begin Passage shown
[GE users] Sgemaster won't start after upgrading

reuti reuti at staff.uni-marburg.de
Mon Feb 22 22:26:42 GMT 2010


Am 22.02.2010 um 23:09 schrieb heywood:

> But of course the old 6.2u3 arch script is now returning lx26 since
> I have
> that symlink defined!
>
> There are significant diffs between the u3 and u5 arch scripts though.

I have one older cluster which is even 6.1u3 (yes, 6.1). The part of
the script is like the one from 6.2u5.

-- Reuti


>
> On 2/22/10 5:04 PM, "heywood" <heywood at cshl.edu> wrote:
>
>> Yes, I used the updated common (6.2u5). I just tested the old
>> 6.2u3 "arch"
>> script and it returns lx26.
>>
>> Here are the relevant diffs between 6.2u3 "arch" and 6.2u5 "arch":
>>
>> <    2.[46].*)
end Passage shown
§ **To-do list**:
#1 Please summarize the Sgemaster upgrade thread in two sentences.
#2 According to the Sgemaster upgrade thread, what version does Reuti's older cluster run?
#3 Carry the Sgemaster upgrade thread forward from its last line.
begin Source data
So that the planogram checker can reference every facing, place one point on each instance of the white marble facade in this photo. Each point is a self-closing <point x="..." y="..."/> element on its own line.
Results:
end Source data
§ **Outputs in order**:
#1 Heywood reports that the old 6.2u3 arch script now returns lx26 because of a symlink he has defined, and that there are significant differences between the u3 and u5 arch scripts. Reuti answers that he has an older cluster running 6.1u3, and that this part of its script is like the one from 6.2u5.

#2 6.1u3.

#3
>> <       # retrieve os release. We use 2.4 on kernel 2.6 machines,
>> unless
>> <       # we have binaries installed that have been built for 2.6
>> <       case $osrelease in
>> <       2.4.*)
>> <          lxrelease=24
>> <          ;;
>> <       2.6.*)
>> <          ROOT_DIR=`dirname $0`/..
>> <          if [ "$SGE_ROOT" != "" -a -d "$SGE_ROOT/bin/lx26-$
>> {lxmachine}" ]
>> ; then
>> <             lxrelease=26
>> <          elif [ "$SGE_ROOT" = "" -a -d "$ROOT_DIR/bin/lx26-$
>> {lxmachine}" ]
>> ; then
>> <             lxrelease=26
>> <          else
>> <             lxrelease=24
>> <          fi
>> <          ;;
>> <       esac
>> <
>> <       # verify the GNU C lib version
>> <       # For an alternative means to determine GNU C lib version see
>> <       # http://www.gnu.org/software/libc/FAQ.html#s-4.9
>> ---
>>>    2.2.*)
>>>       lxrelease=22
>>>       ;;
>>>    2.4.*)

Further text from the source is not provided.